-- EXERCISE DETAILS --
Pick out and copy every line in the records below that contains the string "dirt". Matching is case-sensitive.

------ TASK INPUTS ------

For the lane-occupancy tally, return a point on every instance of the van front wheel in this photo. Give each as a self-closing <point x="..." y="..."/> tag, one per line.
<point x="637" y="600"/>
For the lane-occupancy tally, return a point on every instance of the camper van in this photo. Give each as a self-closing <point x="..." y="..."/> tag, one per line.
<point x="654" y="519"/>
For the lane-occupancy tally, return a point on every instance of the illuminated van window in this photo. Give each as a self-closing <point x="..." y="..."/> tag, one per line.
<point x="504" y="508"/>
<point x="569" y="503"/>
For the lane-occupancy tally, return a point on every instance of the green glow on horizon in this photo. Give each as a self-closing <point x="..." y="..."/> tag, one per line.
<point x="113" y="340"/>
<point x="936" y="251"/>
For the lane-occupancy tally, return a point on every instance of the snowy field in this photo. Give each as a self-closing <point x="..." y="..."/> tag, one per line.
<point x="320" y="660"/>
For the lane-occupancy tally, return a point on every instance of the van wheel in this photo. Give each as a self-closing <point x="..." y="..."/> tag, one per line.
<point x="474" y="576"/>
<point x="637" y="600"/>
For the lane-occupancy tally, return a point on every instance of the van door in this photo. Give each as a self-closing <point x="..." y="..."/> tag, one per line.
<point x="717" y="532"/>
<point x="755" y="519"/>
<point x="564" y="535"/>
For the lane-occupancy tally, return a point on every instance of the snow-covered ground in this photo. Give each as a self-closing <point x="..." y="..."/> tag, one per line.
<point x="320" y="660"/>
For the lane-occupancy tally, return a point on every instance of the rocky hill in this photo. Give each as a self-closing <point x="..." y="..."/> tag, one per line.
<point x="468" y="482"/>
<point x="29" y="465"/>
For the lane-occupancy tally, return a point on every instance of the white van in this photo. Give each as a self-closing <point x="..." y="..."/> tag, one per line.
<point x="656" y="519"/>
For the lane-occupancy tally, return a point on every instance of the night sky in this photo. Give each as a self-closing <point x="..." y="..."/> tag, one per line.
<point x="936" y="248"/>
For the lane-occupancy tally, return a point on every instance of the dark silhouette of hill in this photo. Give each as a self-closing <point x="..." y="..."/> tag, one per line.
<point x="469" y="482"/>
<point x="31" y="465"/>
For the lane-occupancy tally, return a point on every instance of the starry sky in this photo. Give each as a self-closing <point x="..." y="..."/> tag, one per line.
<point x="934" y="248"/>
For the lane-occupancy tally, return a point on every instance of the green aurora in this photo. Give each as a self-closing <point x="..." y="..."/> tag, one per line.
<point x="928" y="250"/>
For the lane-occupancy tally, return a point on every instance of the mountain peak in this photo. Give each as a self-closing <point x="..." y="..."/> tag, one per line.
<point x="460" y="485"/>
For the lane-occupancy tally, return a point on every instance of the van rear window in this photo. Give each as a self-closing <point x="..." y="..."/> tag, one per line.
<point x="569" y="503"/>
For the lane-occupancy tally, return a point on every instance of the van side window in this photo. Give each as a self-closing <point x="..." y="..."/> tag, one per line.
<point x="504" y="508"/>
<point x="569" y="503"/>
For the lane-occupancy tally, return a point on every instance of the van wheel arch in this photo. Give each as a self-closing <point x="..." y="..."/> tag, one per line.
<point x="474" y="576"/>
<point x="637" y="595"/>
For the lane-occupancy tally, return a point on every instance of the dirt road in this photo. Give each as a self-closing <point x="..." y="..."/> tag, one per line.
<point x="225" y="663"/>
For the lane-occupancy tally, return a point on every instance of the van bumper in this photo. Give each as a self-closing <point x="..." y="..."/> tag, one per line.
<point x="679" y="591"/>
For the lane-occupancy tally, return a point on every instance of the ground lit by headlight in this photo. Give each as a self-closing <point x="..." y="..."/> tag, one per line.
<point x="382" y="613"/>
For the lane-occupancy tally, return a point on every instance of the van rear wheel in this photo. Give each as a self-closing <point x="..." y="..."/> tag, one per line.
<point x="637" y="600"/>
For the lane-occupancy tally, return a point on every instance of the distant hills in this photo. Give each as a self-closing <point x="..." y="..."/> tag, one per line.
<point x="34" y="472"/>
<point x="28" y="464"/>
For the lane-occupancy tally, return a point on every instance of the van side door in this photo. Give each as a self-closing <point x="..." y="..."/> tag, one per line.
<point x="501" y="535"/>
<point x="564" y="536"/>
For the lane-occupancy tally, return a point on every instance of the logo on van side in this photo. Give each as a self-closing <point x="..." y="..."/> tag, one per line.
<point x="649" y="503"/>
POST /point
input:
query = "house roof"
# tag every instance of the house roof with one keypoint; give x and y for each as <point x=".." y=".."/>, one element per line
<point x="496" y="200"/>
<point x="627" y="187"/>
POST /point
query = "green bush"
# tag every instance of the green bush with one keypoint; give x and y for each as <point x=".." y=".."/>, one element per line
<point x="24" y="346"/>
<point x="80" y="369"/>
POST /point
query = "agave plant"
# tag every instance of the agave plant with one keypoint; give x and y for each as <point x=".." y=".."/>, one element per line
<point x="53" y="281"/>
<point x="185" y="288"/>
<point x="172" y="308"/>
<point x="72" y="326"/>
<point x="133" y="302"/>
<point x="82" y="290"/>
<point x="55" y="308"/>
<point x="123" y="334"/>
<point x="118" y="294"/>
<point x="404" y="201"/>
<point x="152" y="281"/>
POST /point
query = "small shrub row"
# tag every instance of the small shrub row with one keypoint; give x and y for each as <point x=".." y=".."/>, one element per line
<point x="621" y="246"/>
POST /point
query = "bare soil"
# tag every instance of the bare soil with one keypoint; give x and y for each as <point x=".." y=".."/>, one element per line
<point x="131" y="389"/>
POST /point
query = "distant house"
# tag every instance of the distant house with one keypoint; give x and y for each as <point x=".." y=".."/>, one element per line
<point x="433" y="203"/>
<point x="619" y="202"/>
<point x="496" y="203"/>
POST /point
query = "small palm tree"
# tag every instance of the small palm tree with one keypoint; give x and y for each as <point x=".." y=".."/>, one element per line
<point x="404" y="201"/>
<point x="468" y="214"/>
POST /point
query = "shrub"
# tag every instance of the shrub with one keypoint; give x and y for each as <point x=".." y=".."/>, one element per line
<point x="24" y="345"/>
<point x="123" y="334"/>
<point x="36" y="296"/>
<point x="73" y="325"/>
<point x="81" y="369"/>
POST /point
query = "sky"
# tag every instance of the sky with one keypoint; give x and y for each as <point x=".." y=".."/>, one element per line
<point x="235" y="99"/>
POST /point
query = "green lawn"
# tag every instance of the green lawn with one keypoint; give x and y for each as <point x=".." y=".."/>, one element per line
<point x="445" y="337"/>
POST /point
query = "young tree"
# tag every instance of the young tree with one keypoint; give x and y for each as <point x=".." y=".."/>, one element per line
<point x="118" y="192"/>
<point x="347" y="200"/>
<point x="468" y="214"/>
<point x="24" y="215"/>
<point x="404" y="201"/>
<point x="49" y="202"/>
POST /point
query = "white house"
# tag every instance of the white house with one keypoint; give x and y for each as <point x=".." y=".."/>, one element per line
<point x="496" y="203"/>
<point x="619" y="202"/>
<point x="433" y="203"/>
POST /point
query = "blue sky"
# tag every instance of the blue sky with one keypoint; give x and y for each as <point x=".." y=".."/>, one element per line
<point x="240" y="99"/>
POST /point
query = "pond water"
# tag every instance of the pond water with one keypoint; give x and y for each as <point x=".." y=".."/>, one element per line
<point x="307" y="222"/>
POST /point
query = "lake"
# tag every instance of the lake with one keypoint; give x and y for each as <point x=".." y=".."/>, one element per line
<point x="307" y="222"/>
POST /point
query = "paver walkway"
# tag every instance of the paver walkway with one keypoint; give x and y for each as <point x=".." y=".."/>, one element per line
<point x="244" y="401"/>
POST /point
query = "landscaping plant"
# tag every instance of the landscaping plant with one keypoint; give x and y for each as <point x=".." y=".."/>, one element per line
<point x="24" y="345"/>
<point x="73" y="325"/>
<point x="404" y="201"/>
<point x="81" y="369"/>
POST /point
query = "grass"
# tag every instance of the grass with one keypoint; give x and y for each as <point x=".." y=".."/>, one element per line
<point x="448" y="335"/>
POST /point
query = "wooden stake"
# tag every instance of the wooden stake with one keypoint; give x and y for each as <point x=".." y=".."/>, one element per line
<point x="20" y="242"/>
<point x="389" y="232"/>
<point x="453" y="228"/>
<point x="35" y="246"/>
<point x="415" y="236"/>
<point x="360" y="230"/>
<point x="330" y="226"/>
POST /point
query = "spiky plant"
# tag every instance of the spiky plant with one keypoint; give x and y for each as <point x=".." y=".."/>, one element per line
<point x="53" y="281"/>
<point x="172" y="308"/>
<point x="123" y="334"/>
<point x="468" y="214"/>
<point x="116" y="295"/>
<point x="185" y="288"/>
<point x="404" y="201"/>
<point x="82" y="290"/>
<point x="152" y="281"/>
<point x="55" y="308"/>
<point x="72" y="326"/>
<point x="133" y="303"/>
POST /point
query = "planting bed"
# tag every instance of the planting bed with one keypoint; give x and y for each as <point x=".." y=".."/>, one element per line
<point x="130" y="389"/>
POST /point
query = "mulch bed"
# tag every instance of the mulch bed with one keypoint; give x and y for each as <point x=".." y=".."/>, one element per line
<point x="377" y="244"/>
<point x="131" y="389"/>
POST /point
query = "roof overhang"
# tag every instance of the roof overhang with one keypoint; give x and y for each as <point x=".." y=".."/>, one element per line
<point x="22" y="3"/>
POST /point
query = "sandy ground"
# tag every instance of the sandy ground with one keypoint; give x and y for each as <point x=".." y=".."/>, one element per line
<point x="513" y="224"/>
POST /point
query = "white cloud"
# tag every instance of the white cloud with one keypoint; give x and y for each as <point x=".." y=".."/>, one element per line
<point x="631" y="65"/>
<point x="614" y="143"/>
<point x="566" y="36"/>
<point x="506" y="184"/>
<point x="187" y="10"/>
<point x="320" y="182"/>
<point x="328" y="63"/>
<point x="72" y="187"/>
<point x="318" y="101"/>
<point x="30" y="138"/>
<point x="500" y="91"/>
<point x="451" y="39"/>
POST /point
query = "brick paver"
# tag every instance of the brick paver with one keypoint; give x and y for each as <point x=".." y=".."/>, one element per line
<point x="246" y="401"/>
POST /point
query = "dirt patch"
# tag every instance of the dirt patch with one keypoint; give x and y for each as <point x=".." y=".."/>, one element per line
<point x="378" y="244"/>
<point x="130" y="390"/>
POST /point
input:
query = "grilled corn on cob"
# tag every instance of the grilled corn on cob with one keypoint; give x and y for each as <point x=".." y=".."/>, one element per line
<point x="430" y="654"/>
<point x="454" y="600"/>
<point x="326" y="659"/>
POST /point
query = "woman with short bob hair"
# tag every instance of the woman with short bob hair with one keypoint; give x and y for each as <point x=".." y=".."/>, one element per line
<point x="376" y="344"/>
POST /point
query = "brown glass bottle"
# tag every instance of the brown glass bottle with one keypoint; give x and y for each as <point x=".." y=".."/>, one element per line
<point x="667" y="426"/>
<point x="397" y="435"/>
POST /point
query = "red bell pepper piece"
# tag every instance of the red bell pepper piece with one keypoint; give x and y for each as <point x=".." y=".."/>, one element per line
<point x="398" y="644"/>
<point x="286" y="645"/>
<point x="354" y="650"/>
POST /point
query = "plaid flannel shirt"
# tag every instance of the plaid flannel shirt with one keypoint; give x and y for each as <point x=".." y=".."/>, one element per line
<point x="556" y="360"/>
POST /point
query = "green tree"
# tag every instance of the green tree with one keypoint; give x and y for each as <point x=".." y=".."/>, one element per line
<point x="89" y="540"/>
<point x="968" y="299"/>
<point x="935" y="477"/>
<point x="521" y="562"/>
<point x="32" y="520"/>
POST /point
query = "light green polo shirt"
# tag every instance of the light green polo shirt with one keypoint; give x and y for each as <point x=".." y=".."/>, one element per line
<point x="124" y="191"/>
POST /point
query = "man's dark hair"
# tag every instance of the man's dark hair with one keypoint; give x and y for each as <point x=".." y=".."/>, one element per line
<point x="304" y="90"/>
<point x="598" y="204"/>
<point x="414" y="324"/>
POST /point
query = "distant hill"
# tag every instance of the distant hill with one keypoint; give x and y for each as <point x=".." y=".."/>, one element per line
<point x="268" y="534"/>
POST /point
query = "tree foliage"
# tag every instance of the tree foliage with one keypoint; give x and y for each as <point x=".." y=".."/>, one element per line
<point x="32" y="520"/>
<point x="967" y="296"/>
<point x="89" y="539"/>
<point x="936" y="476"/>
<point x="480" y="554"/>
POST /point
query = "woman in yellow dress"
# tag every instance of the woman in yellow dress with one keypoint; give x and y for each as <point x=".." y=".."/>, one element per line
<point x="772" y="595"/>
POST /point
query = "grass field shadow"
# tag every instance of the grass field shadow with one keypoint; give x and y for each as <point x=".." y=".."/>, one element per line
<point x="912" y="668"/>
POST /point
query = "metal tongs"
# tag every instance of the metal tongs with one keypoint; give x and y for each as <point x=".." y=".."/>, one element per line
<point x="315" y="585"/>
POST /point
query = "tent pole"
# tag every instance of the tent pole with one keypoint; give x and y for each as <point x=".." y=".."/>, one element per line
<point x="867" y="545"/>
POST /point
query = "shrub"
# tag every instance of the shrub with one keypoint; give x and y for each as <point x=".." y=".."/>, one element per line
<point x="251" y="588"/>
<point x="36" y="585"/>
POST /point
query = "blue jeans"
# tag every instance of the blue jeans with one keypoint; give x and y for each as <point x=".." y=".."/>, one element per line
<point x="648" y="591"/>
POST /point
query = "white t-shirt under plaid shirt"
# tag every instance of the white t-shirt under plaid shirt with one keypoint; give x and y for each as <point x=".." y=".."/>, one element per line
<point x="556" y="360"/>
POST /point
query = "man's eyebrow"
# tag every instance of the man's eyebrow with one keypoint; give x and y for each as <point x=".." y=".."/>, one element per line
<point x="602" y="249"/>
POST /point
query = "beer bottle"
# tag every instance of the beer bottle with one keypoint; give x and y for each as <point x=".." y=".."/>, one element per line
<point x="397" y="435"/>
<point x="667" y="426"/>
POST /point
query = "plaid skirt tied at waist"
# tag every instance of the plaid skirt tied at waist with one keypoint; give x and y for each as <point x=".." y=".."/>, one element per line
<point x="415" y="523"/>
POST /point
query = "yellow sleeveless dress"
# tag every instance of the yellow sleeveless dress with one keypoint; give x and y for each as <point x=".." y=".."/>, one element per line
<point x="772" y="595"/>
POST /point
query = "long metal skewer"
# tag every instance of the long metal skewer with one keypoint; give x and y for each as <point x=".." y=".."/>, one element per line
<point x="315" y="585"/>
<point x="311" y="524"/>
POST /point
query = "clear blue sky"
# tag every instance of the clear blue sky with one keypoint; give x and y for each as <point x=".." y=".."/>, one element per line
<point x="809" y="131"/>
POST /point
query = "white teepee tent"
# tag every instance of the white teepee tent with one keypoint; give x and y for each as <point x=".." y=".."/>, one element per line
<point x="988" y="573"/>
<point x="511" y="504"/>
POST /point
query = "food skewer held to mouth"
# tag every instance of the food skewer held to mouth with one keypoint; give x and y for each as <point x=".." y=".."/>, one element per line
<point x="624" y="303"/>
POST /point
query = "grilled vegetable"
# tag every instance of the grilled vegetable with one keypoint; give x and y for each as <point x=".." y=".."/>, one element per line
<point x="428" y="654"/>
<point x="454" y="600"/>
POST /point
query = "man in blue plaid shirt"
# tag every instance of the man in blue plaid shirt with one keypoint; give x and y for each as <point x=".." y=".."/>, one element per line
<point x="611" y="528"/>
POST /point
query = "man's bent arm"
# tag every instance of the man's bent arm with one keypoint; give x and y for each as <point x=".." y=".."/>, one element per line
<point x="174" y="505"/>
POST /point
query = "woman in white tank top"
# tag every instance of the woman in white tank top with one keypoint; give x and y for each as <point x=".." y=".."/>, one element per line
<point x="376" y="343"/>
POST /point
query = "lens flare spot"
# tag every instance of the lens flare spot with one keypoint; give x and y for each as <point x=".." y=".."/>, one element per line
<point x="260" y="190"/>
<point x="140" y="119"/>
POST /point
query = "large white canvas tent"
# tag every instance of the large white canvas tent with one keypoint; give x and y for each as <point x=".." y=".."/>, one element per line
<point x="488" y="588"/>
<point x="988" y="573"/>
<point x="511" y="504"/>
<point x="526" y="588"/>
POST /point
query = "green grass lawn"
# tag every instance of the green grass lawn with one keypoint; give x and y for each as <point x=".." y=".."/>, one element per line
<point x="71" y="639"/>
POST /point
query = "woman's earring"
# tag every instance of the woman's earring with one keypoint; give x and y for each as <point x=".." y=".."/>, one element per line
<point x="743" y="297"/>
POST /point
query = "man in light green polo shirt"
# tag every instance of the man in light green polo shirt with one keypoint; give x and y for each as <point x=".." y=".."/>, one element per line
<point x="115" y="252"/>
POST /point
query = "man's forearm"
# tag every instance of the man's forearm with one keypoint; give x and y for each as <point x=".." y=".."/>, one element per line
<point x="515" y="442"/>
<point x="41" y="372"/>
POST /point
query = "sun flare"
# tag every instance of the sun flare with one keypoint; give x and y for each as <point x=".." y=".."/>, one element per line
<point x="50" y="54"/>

------

-- RESULT OF THIS EXERCISE --
For the lane-occupancy tally, return a point on every instance of the dirt road in this photo. Give each as a self-closing <point x="..." y="..."/> tag, one per line.
query = "dirt patch"
# tag every instance of the dirt patch with one keypoint; give x and y for each as <point x=".." y=".."/>, one element per line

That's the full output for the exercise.